→ **PASSAGE SHOWN**
This time, they wanted to run a campaign about the menace of Sinn Féin. It didn’t matter that the chance of Sinn Féin winning a single seat election in Dublin Bay South was so slim FG might as well have built their campaign around repelling a Dalek invasion.

More significantly, nobody seemed to have noticed that in a single seat election, you couldn’t win on FG’s 27% vote share. You had to attract transfers. So running a campaign based on attacking any other major party was a strategy certain to sabotage even a paragon of a candidate.

Even as the mid-campaign poll confirmed their main rival for the seat was Ivana Bacik, they stuck with their SF-focussed talk.

For FG, a campaign is like a game of squash where they continuously smash their chosen messages against the uncaring wall of the electorate.

It’s as though the party came in late for a lecture on political campaigns and went away filled with certainty that elections are won on message discipline, having missed the bit about picking a message that people care about.

Fine Gael’s leadership is solid. They’re still riding high in the polls. This loss isn’t a game-changer for them. But it does show they’ve learned nothing from their failures in the General Election last year and, by god, they intend to keep not learning things because that’s the Fine Gael way.


Winner, Winner, Chicken Dinner! No party is so in need of a win as the Labour Party. A party with deep roots and grey beards is struggling towards some sort of recovery under Alan Kelly.

But the Labour Party is a long way from being a votegetting brand in itself. This election victory was Ivana Bacik’s reward from a comfortable electorate for her years taking unpopular positions that eventually won the day, while also being a reassuringly establishment law professor.

Now she’s elected, it is hard to imagine the Dublin Bay South electorate turning their back on her. Which is going to have consequences for…

Fianna Fáil

The single FF seat occupied by Fianna Fáil was held by the skin of his teeth by Jim O’Callaghan last year. He was also the director of elections in this by-election, nominally committed to getting a rival party colleague elected to split his vote with.

If that looks like a conflict of political interests, it just means your eyes are working.

In that context, a 5% vote share- the lowest ever share by a FF by-election candidate- might be more of a success (for Jim) than a failure.

But for everyone in FF not named Jim O’Callaghan, it just hammers home their irrelevance to large chunks of the country. 5% would be universal extinction for the FF machine. And now they know that’s all they get, if they don’t really try. Once, you could have run a three-legged donkey with a FF rosette and be sure of something north of 40%.

Without power, Fianna Fáil has become hollowed out. It is a patronage machine which can’t really deliver the benefits of membership it used to promise in its hegemony.

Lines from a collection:
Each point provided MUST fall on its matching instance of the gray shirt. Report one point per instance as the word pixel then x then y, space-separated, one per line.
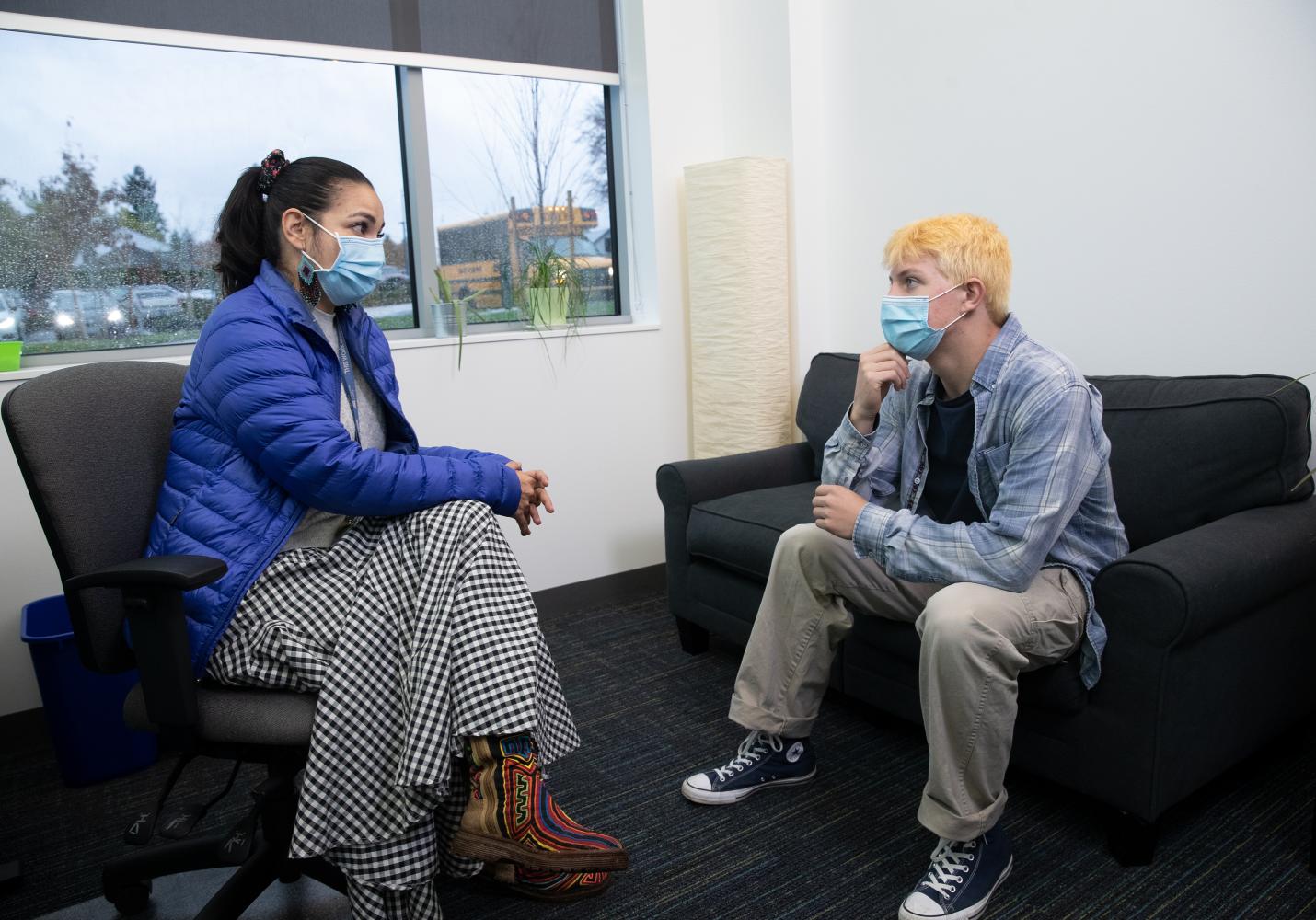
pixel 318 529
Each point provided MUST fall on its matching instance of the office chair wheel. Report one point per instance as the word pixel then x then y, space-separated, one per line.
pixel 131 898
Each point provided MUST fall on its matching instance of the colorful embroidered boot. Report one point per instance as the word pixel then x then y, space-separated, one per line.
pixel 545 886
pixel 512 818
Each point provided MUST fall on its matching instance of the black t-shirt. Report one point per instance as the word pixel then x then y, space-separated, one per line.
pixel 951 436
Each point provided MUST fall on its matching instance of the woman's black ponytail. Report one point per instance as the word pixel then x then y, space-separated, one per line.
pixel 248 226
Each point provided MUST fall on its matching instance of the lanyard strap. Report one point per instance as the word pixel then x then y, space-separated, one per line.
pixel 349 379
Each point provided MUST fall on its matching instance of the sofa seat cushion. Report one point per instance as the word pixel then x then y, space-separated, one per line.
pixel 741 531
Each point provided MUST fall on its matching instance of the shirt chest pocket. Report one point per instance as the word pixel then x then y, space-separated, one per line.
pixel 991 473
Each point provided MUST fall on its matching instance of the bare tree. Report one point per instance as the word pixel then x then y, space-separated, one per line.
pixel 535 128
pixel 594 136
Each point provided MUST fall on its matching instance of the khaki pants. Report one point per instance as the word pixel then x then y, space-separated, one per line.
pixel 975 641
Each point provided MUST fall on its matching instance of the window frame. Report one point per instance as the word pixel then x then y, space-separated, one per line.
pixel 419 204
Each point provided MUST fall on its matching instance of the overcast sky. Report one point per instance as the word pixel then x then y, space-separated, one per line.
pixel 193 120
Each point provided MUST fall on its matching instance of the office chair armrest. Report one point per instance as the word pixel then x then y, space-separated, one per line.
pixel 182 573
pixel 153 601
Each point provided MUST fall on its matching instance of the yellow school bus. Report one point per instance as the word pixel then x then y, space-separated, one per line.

→ **REQUIREMENT**
Using the by-election commentary above, mark each statement yes or no, and quote the words that decide it: (a) Jim O’Callaghan was director of elections in this by-election. (b) Fianna Fáil's 5% was the lowest share ever for one of its by-election candidates. (c) The mid-campaign poll showed Sinn Féin as Fine Gael's main rival for the seat.

→ **ANSWER BOX**
(a) Yes: "He was also the director of elections in this by-election"
(b) Yes: "a 5% vote share- the lowest ever share by a FF by-election candidate"
(c) No: "the mid-campaign poll confirmed their main rival for the seat was Ivana Bacik"